Activité A: Citez le passage du texte fourni qui commence par « À cet égard, je » et se termine par « importants à l’avenir. ».
Activité B: Selon le texte fourni, que doivent permettre les propositions élaborées par le groupe de travail ? Énumérez-les toutes.
Activité C: D'après le texte fourni, à quelle instance la note stratégique sera-t-elle transmise pour approbation ?

Texte fourni:

5et 7.   Nous constatons que, dans de nombreux pays européens, les systèmes d’enregistrement existants et les législations ne sont pas adaptés pour répondre à cette problématique grandissante. À cet égard, il importe d’adopter une approche au niveau européen. La Commission européenne a évalué les mesures existantes au niveau européen en matière de drogues synthétiques et soumettra un nouveau cadre législatif visant également les « legal highs » d’ici fin 2012.  

Afin de pouvoir prendre plus rapidement des mesures en Belgique, un groupe de travail a été créé dans le giron de la Cellule générale Politique en matière de drogues. Ce groupe de travail est constitué de représentants de l’Agence fédérale des médicaments et des produits de santé, de l’Institut national de criminologie et de criminalistique, du Service public fédéral (SPF) SPSCAE, de la Police fédérale, du SPF Justice, du SPF Finances, du Collège des Procureurs-généraux, de la Cellule Politique de santé drogues, de l’Institut scientifique de santé publique et du SPF Intérieur. Les résultats ont été intégrés dans une note stratégique, laquelle sera transmise à la Conférence interministérielle Drogues pour approbation. Les propositions qui ont été développées doivent permettre (a) d’améliorer la communication entre les laboratoires scientifiques, les autorités et les services de prévention et d’aide, (b) de réaliser plus rapidement un contrôle sur de plus grands groupes de substances, par le biais d’un système de classification générique, dans le cadre duquel la structure de base des substances dont l’effet psychoactif est connu est interdite et (c) de rendre généralement punissable la fabrication, l’offre, la vente et la fourniture de substances psychoactives.  

À cet égard, je souhaite également souligner l’importance de la prévention et de la promotion de la santé. Des mesures de contrôle ont une efficacité limitée si elles ne sont pas liées à une sensibilisation et à l’éducation de la population sur l’adoption d’une attitude responsable en matière de substances psychoactives.  C’est pourquoi je soutiens pleinement mes collègues des gouvernements des entités fédérées pour les investissements consentis en la matière. Par ailleurs, j’espère que ces investissements seront encore plus importants à l’avenir.

Matériel fourni:
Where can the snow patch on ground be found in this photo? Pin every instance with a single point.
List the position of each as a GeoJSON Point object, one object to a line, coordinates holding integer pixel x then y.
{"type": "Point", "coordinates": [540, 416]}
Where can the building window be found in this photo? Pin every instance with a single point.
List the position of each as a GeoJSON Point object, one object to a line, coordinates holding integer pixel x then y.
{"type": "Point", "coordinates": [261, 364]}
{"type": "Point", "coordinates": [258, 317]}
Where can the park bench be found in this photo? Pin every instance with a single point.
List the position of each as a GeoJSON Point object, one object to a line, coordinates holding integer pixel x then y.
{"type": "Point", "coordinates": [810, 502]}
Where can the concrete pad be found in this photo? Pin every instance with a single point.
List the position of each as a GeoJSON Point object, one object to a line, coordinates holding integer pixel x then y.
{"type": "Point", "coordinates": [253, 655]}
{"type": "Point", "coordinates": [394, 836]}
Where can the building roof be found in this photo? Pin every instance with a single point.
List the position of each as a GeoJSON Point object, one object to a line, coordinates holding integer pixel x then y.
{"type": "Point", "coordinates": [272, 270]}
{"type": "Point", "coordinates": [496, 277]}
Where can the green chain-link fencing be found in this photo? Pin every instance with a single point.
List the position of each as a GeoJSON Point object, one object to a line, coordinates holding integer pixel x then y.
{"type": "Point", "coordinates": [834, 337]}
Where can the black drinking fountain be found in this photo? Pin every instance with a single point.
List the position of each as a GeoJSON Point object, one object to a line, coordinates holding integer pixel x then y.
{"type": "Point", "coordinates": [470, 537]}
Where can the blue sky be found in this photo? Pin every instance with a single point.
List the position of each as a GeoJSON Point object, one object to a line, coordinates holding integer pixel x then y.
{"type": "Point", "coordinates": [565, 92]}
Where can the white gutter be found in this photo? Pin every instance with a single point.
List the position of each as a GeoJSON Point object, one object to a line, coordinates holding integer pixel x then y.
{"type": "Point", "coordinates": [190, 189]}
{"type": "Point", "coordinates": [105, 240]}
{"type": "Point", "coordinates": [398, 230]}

Solution rédigée A:
À cet égard, je souhaite également souligner l’importance de la prévention et de la promotion de la santé. Des mesures de contrôle ont une efficacité limitée si elles ne sont pas liées à une sensibilisation et à l’éducation de la population sur l’adoption d’une attitude responsable en matière de substances psychoactives.  C’est pourquoi je soutiens pleinement mes collègues des gouvernements des entités fédérées pour les investissements consentis en la matière. Par ailleurs, j’espère que ces investissements seront encore plus importants à l’avenir.

Solution rédigée B:
- Améliorer la communication entre les laboratoires scientifiques, les autorités et les services de prévention et d'aide.
- Réaliser plus rapidement un contrôle sur de plus grands groupes de substances, par le biais d'un système de classification générique.
- Rendre généralement punissable la fabrication, l'offre, la vente et la fourniture de substances psychoactives.

Solution rédigée C: Elle sera transmise à la Conférence interministérielle Drogues.